Records provided:

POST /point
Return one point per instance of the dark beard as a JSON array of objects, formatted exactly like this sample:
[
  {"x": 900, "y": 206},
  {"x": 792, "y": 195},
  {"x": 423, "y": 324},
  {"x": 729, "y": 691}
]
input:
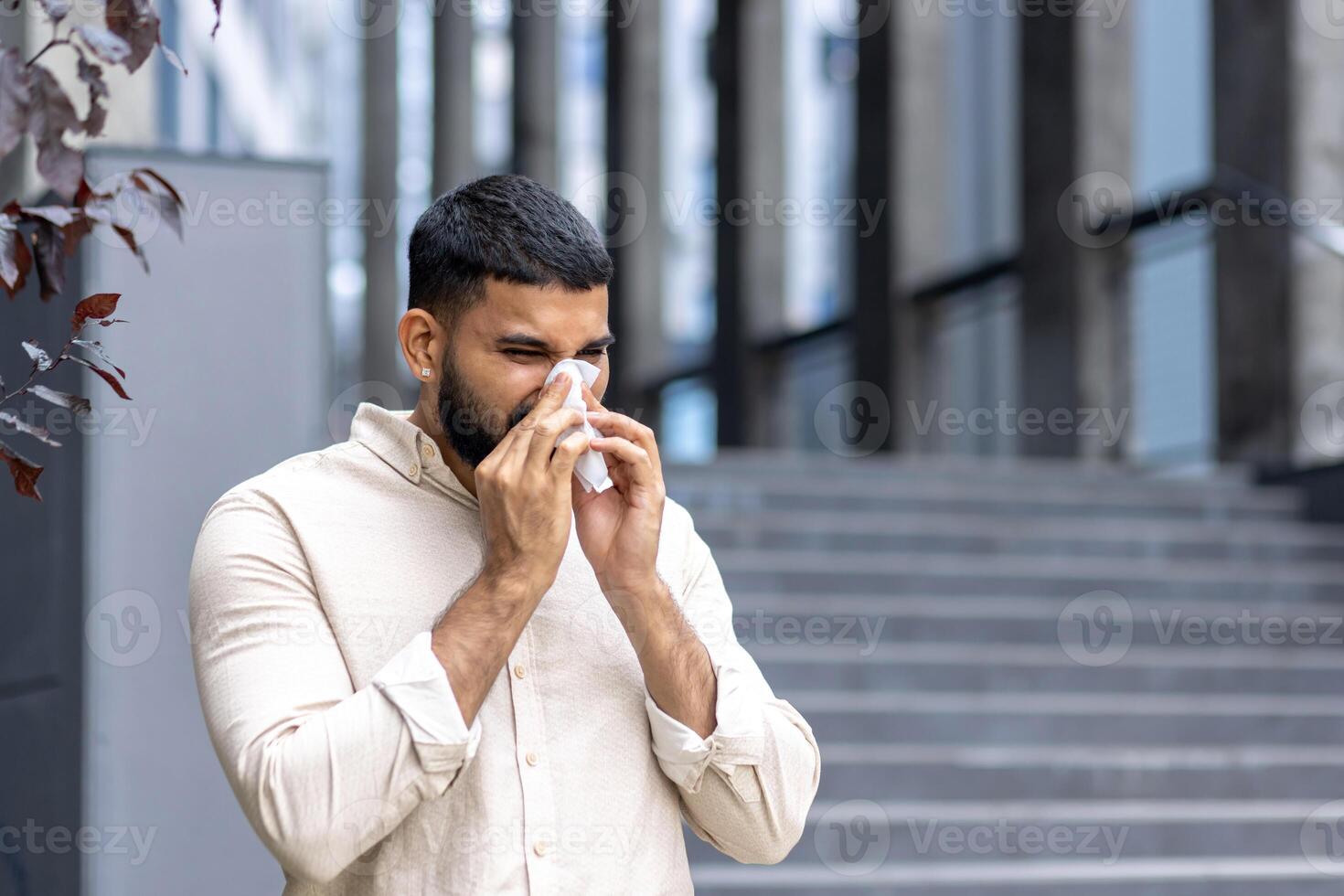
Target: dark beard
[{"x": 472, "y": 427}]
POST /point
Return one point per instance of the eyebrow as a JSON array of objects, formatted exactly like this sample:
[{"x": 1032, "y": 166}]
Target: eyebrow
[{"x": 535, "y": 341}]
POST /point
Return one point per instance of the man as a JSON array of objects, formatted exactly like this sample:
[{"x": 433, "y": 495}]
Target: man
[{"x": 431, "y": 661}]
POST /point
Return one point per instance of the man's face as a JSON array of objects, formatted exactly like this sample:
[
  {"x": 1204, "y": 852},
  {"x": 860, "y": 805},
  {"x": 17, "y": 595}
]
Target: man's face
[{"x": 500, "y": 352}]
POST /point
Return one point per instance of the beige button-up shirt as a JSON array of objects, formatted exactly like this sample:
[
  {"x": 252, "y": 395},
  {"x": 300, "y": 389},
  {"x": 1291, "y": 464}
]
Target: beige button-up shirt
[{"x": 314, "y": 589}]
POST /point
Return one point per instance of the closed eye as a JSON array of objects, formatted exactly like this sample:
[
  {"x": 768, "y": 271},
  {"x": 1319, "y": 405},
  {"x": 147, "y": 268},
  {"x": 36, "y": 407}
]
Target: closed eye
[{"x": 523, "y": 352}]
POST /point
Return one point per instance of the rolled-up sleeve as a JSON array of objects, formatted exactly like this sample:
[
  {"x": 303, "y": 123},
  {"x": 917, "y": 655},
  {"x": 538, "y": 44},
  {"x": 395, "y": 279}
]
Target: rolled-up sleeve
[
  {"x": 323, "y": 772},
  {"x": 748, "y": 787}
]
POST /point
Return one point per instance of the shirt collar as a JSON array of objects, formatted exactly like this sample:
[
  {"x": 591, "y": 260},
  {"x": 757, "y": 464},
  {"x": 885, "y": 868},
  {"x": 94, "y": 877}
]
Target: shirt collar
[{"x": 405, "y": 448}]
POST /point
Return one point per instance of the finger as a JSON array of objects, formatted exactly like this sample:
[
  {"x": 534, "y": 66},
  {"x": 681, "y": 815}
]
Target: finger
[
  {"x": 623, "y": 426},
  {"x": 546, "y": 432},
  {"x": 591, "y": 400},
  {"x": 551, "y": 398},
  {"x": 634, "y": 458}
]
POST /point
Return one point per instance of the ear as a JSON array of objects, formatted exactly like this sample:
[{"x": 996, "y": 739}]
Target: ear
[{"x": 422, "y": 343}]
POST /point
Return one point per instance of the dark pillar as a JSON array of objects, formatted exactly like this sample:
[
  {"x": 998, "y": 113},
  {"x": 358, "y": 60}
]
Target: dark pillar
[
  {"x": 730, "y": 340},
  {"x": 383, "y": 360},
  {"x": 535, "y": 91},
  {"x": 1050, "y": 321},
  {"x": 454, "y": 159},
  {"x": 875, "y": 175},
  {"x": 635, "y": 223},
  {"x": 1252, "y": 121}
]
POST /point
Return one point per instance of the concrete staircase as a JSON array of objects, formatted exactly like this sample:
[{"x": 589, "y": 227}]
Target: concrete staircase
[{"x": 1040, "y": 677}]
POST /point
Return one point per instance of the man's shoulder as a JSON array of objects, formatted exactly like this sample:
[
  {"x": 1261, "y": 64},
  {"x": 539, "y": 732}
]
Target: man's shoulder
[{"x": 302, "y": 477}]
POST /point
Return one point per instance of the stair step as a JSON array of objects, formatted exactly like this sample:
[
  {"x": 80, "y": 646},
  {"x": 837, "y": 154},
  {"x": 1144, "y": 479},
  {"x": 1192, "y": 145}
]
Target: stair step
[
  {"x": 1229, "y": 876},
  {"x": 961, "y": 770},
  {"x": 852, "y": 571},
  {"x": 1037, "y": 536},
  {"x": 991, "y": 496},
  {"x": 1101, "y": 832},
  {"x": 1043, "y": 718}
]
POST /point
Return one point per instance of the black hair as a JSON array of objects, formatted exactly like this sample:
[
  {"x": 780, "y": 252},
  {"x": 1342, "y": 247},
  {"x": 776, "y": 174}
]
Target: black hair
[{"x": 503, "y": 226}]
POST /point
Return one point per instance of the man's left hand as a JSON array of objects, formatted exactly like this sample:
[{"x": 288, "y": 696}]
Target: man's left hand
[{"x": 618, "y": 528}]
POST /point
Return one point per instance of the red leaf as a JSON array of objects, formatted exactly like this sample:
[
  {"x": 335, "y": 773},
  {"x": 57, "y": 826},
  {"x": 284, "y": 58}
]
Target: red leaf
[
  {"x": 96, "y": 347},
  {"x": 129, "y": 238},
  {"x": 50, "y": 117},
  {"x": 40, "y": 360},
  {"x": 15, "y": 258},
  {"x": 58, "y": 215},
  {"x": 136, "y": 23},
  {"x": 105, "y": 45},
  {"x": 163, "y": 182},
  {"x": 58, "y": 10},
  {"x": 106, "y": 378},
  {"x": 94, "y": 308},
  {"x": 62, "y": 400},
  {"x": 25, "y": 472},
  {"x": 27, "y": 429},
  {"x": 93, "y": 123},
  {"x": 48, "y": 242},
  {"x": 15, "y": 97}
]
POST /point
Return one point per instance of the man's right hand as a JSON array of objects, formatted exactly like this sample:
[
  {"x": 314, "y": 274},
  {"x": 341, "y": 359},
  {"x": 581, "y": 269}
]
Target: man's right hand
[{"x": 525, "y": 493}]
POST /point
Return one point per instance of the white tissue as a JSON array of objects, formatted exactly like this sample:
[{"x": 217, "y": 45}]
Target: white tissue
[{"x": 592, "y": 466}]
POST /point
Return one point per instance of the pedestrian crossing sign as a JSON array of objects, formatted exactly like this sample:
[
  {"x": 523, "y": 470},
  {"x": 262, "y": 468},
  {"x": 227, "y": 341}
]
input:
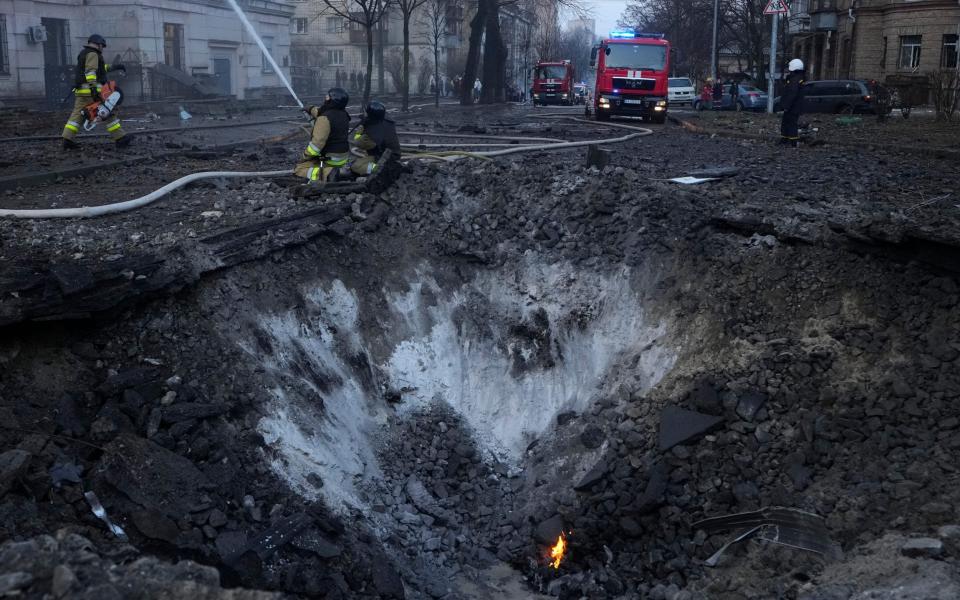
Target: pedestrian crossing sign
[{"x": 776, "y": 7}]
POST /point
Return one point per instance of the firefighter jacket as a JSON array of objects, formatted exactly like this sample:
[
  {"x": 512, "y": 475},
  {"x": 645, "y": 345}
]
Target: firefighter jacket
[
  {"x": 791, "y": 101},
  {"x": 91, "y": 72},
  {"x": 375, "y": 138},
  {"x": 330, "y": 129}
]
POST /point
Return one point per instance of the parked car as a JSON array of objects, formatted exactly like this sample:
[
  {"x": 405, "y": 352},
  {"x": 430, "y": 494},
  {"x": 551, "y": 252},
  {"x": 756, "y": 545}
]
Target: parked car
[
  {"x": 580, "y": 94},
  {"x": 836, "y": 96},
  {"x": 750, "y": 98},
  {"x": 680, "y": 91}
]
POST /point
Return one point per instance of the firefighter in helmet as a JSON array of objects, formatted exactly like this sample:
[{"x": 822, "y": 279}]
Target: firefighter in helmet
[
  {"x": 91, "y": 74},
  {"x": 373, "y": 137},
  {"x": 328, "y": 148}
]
---
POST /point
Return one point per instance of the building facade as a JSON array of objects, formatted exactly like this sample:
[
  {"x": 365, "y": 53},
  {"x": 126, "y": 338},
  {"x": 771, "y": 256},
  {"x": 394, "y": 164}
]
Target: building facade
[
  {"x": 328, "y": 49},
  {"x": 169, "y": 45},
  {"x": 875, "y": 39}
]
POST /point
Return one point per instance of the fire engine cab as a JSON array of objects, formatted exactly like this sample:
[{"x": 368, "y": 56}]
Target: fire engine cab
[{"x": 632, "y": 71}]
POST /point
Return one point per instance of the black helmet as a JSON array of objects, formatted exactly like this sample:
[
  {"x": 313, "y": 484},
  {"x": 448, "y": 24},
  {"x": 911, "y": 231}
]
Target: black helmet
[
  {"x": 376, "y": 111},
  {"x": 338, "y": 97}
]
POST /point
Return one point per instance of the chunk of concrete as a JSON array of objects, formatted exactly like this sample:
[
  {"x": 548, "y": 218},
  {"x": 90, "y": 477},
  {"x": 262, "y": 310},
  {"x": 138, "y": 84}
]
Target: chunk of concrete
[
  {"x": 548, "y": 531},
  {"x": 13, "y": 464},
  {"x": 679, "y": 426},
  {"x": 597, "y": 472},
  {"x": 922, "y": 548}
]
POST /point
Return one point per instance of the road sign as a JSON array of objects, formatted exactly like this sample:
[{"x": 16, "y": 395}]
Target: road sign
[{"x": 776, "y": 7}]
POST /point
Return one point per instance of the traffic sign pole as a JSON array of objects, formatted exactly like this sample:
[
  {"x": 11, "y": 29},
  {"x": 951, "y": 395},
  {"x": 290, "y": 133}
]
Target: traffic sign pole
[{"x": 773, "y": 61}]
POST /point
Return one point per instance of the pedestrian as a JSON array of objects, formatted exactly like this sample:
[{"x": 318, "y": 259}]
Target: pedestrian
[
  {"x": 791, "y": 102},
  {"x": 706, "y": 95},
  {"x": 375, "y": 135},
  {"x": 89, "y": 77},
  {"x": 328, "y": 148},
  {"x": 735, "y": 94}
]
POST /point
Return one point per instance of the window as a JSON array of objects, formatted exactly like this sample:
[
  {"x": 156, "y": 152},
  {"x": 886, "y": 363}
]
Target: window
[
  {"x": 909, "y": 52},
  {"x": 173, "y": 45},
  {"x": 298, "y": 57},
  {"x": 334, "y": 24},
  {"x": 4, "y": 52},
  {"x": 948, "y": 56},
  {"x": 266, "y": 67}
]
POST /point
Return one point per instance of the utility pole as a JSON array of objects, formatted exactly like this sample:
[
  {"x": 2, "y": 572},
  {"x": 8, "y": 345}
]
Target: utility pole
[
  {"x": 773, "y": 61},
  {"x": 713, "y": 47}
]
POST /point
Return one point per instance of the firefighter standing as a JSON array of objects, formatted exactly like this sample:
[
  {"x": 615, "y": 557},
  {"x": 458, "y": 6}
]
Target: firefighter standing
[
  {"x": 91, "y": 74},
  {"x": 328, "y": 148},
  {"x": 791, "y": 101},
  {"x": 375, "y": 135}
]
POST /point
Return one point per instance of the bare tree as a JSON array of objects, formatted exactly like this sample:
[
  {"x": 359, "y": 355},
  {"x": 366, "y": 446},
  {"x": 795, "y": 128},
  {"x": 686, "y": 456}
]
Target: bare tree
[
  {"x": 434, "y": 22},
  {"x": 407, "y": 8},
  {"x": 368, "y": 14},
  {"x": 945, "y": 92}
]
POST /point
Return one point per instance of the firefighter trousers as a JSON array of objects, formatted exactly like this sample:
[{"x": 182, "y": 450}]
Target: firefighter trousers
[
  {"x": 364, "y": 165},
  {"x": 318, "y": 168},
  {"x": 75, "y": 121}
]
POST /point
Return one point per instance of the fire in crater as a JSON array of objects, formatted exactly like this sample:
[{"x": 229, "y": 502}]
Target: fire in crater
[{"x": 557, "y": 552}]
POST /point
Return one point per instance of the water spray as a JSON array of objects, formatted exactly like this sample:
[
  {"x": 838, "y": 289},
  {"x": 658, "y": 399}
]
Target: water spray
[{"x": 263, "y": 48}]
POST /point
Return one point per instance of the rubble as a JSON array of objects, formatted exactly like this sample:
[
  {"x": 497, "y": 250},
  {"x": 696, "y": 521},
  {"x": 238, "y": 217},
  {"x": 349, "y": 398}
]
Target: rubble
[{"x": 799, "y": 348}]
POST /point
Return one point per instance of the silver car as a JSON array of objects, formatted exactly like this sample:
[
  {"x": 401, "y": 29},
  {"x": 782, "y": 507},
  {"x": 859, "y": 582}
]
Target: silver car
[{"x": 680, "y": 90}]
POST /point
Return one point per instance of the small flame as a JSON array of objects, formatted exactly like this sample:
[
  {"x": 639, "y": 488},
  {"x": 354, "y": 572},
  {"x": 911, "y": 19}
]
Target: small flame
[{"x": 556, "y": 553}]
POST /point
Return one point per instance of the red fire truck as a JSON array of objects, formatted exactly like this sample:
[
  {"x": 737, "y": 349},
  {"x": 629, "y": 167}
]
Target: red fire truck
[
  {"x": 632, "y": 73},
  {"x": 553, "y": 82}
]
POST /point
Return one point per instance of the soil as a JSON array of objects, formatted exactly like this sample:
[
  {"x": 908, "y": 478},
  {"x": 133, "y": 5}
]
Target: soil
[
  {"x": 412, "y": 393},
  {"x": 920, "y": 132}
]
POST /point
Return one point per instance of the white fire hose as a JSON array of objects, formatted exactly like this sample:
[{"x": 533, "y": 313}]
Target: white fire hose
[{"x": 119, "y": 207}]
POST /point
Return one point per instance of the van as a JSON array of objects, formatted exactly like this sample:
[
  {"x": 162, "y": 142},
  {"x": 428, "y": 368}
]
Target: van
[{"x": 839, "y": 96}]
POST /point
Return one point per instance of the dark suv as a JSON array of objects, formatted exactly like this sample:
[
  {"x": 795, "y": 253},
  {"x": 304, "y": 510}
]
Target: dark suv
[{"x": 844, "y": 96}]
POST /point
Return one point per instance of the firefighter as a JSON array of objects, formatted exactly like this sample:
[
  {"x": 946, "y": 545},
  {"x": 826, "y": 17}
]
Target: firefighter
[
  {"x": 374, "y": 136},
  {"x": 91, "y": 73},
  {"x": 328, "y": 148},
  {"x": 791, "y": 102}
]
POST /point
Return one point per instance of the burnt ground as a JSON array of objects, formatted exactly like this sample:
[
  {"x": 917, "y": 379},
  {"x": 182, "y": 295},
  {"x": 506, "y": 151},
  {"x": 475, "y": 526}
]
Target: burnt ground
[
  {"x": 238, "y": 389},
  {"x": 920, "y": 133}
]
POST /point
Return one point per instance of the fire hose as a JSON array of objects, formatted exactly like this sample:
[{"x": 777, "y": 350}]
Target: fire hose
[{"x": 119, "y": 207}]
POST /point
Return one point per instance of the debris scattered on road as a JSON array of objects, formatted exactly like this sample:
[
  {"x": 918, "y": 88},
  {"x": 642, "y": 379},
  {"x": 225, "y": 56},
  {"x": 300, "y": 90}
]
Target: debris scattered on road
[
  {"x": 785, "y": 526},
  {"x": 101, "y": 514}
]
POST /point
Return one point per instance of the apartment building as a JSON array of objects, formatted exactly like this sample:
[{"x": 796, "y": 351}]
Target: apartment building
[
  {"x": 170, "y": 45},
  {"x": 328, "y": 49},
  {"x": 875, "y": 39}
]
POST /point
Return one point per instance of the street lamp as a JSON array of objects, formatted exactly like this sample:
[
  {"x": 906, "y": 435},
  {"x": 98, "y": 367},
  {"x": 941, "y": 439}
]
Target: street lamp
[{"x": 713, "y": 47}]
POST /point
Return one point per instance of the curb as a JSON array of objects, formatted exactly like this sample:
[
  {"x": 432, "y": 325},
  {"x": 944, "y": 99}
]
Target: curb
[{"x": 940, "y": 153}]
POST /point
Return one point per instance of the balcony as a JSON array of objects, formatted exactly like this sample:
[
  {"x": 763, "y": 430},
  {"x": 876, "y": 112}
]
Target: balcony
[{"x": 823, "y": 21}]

What needs to be done: Report how many of the lines above contain the string "sleeve", matching case exactly. Give only the number.

Answer: 2